### Document extract:
■ ■ ■

Her latest work, Women’s beds, comes from personal thoughts on women’s intimacy, but also from relational textile experiences throughout the world that she initiated or that naturally came from a simple meeting. While working on the symbolic of Christmas celebrations (Christmas’ Etiquette, 2006), or textile murals inspired from Klimt (The Downfall of Religions, 2006 – 2009) or Native ceremonies (Ceremonies, 2005), she never stopped meeting women worldwide, from India to rural women in Touraine (France), while organizing sewing workshops in the streets of Cairo and Senegal (Heart to Heart Project).
Is there any encounter more natural than the daily ones?
Women’s beds
Women’s beds is a piece made of five different parts, each of them accumulating a multitude of fragments of fabrics or other elements.
Women’s fabrics. And also men’s. Especially women’s!
Fabrics passed on between generations, trousseaux from women of the past.
Fabrics given by strangers touched by the emotion coming from this name: Women’s beds.
Fabrics in movement, picked up on the street or brought back from trips abroad.
Women’s beds tell women’s lives, from birth to death.
A position
The idea of progression, both visual and symbolic, is key in Women’s beds, moving toward drama and what is unacceptable, while staying delicate. This progression, in time, experience, violence, and perception, creates a new image of the universal woman.

■ ■ ■

[Data items]
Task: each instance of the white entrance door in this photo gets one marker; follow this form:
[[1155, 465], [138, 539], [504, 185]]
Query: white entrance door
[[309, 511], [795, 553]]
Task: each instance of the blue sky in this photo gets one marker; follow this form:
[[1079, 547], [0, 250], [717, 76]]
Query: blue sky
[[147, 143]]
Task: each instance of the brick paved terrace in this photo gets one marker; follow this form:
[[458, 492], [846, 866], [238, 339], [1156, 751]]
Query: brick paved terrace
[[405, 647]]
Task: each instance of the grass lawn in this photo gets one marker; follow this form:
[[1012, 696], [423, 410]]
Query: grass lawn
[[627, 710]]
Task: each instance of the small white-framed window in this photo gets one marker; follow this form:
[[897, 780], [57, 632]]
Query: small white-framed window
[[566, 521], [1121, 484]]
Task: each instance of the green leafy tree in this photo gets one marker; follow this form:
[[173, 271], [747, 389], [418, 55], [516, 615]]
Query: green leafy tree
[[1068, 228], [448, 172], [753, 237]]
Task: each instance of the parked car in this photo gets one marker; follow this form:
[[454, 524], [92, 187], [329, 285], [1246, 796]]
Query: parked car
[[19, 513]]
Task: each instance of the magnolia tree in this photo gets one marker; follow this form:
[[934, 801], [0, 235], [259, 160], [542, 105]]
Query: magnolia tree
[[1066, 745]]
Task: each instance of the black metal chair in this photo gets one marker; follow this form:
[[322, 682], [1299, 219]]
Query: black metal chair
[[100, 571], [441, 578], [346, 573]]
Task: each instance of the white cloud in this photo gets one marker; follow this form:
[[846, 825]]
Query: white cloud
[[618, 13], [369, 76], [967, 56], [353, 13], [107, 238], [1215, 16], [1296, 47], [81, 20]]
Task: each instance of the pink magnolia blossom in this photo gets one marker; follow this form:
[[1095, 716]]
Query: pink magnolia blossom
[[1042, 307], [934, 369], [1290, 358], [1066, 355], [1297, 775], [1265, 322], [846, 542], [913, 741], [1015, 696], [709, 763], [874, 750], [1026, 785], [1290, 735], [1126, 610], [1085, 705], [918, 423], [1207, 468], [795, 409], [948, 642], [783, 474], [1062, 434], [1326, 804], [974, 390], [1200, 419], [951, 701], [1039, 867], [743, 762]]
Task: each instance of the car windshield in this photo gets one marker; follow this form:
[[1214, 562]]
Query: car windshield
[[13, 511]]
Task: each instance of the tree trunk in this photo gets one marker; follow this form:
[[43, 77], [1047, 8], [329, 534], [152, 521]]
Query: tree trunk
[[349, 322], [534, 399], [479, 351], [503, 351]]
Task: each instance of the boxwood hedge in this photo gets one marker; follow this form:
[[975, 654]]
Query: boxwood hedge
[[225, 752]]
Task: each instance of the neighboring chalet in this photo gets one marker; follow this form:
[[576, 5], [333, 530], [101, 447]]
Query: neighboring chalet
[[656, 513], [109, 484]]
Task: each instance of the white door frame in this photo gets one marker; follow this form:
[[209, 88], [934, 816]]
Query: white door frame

■ ■ ■

### What is expected:
Write the next part of the passage about the Women's beds artwork, picking up after its final sentence. The listing has no connection to the passage about the Women's beds artwork.

### Task result:
Each fragment represents an event in women’s lives, symbolized by red fabrics for violence and poured blood, white fabrics, black fabrics for mourning, or feathers for children who left too soon. The accumulation of violence laying in each of us is depicted through a subtle colour variation. By the simple fact of telling these lives, the artist speaks for many silent women, as if she was taking over, so that every single woman could get rid of their inner violence. Despite that, Women’s beds is also about peace, talks about femininity, always with delicacy. White always dominates red and black as hope remains.
This work is an accumulation of every women so that they define themselves. As if she wanted to end with the “I am a woman and I bleed” taboo, a red thread links all the parts together and makes it coherent. This thread is a symbol of the menstrual cycle, and marks time as an ability to give birth but also as a sign of femininity. Blood transforms the girl into a woman, but also symbolizes a normality: women’s intimacy.
Women’s beds is for « women’s blood who died without a dream » (Léo Ferré, À toi), for every women whose essence was and still is survival.